(Dataset items on object locations)

▼

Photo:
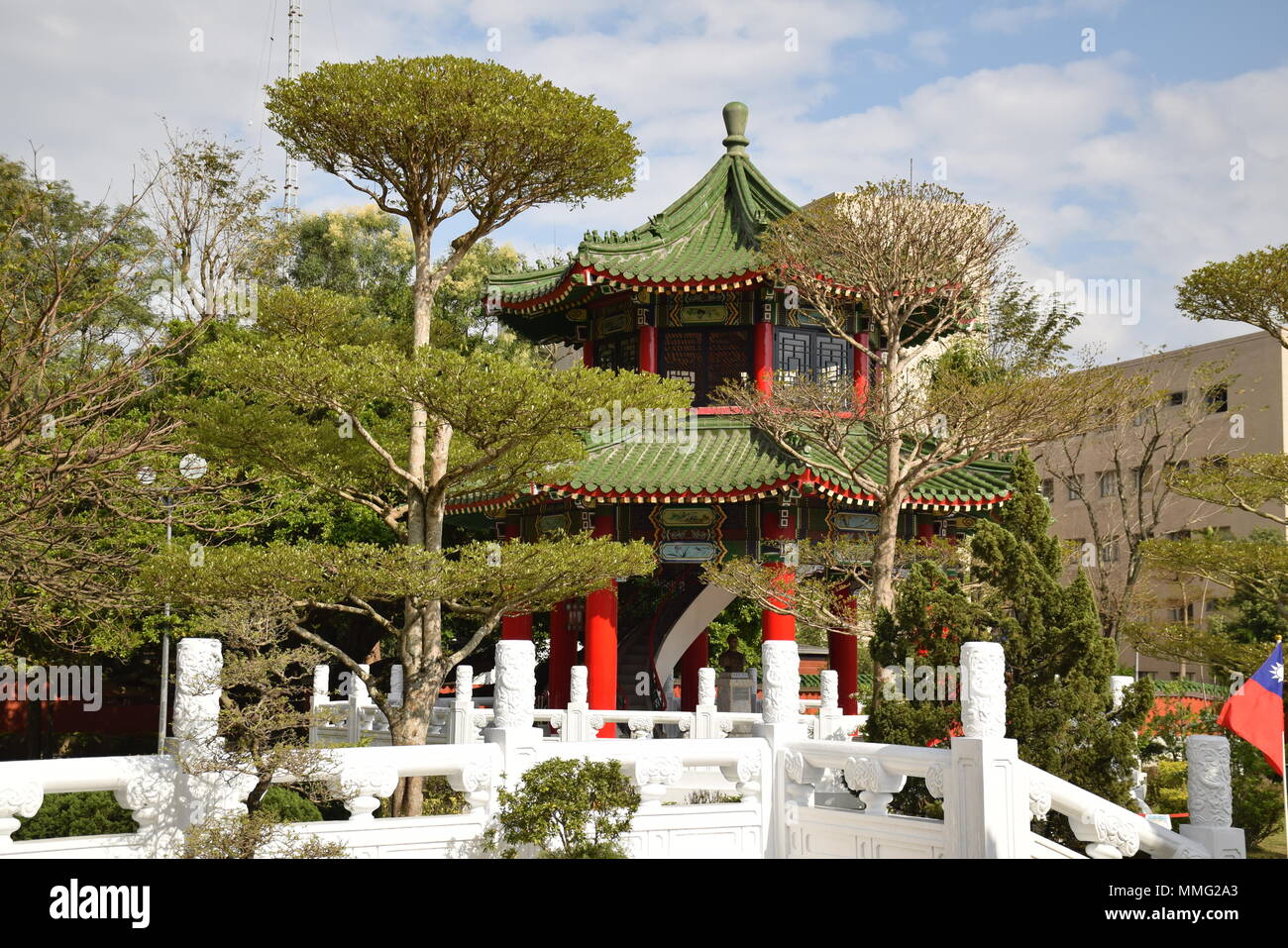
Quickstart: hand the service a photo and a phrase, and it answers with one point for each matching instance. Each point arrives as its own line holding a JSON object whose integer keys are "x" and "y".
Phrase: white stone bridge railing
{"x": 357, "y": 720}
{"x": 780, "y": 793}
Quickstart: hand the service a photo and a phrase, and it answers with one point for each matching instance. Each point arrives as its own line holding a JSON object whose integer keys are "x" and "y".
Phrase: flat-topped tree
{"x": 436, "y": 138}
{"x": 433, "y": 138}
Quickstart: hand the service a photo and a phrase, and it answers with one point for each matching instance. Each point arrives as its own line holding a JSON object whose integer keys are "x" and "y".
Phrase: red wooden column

▲

> **PROBLEM DESCRIPTION**: Could you render every item above as a JSON list of strings, with one string per line and blank lines skipped? Leave the pictures out.

> **RESULT BELOW**:
[
  "Photo:",
  "Quickstart: hand the service a photo and a phrase, and it answers with one point for each matching instance. Each point arrives as its own line holding a JSON object whose integer keys are \"x\" and \"y\".",
  "Phrase: white stone bridge railing",
  "{\"x\": 357, \"y\": 720}",
  "{\"x\": 780, \"y\": 793}",
  "Quickstart: hand the service a photo and a phrase, and it answers with one point for each matching instance. Each point arrives as its own line holding a JSON object whose integer keys are \"x\" and \"y\".",
  "Phrase: flat-topped tree",
  "{\"x\": 436, \"y\": 138}",
  "{\"x\": 433, \"y\": 138}",
  "Quickstart: hand the service a photo and a phrase, and it answers with one point for each matching instance. Each point arrives as its own line holding a JSON object whose integer keys are \"x\" and \"y\".",
  "Phrase: red wooden column"
]